◆ PARTS OF THE EXERCISE
a) Retype the Athena SELECT reference from "Parameters#" to "Recursion is not supported.".
b) Answer these from the Athena SELECT reference:
(i) What does SELECT retrieve?
(ii) In which clause can the temporary table defined by each WITH subquery be referenced?
(iii) Is using WITH to create recursive queries supported?
c) Continue the Athena SELECT reference from its final line.

◆ SOURCE EXCERPT
□ □ □

Amazon Athena
User Guide  | API Reference

SELECT

Retrieves rows from zero or more tables.

Synopsis#

[ WITH with_query [, ...] ]
SELECT [ ALL | DISTINCT ] select_expression [, ...]
[ FROM from_item [, ...] ]
[ WHERE condition ]
[ GROUP BY [ ALL | DISTINCT ] grouping_element [, ...] ]
[ HAVING condition ]
[ UNION [ ALL | DISTINCT ] union_query ]
[ ORDER BY expression [ ASC | DESC ] [ NULLS FIRST | NULLS LAST] [, ...] ]
[ LIMIT [ count | ALL ] ]

Parameters#

[ WITH with_query [, ....] ]

Precedes the SELECT list in a query and defines one or more subqueries for use within the SELECT query. Each subquery defines a temporary table, similar to a view definition, which can be referenced in the FROM clause. These tables are used only during the execution of the query. You can use WITH to flatten nested queries or to simplify subqueries. Using WITH to create recursive queries is not supported. WITH works with multiple subqueries and the relations within the WITH clause can chain. Recursion is not supported.

with_query syntax is:

subquery_table_name [ ( column_name [, ...] ) ] AS (subquery)

□ □ □

◆ DATA EXCERPTS
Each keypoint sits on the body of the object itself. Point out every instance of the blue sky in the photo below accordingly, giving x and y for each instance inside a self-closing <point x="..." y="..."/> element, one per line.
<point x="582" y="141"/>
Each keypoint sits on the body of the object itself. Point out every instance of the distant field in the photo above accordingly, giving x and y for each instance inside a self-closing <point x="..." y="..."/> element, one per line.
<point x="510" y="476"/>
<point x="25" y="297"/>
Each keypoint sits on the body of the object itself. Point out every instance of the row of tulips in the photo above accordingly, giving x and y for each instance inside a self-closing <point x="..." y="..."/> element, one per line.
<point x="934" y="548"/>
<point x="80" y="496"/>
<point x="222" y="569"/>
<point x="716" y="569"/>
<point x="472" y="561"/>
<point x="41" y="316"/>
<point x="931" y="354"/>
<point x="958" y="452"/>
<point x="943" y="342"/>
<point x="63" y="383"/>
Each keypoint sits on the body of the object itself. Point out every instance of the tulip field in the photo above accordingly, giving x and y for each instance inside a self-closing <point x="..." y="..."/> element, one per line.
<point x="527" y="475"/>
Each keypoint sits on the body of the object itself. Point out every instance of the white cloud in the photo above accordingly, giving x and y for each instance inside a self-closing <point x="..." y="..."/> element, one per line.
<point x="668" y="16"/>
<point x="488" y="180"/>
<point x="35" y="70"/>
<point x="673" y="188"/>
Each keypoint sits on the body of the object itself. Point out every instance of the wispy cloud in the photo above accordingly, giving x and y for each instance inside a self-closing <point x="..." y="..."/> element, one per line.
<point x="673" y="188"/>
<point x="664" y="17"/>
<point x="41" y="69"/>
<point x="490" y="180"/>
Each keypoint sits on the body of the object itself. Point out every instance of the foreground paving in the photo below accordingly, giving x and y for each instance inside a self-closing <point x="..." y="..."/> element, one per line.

□ □ □

◆ PER-TASK OUTPUTS
a)
Parameters#

[ WITH with_query [, ....] ]

Precedes the SELECT list in a query and defines one or more subqueries for use within the SELECT query. Each subquery defines a temporary table, similar to a view definition, which can be referenced in the FROM clause. These tables are used only during the execution of the query. You can use WITH to flatten nested queries or to simplify subqueries. Using WITH to create recursive queries is not supported. WITH works with multiple subqueries and the relations within the WITH clause can chain. Recursion is not supported.

b)
(i) Rows from zero or more tables.
(ii) The FROM clause.
(iii) No.

c)
Where:

  • subquery_table_name is a unique name for a temporary table that defines the results of the WITH clause subquery. Each subquery must have a table name that can be referenced in the FROM clause.
  • column_name [, ...] is an optional list of output column names. The number of column names must be equal to or less than the number of columns defined by subquery.
  • subquery is any query statement
[ ALL | DISTINCT ] select_expr
select_expr determines the rows to be selected. Use DISTINCT to return only distinct values when a column contains duplicate values. ALL is the default. Using ALL is treated the same as if it were omitted; all rows for all columns are selected and duplicates are kept.
FROM from_item [, ...]

Indicates the input to the query, where from_item can be a view, a join construct, or a subquery as described below.

The from_item can be either:

  • table_name [ [ AS ] alias [ (column_alias [, ...]) ] ]

    Where table_name is the name of the target table from which to select rows, alias is the name to give the output of the SELECT statement, and column_alias defines the columns for the alias specified.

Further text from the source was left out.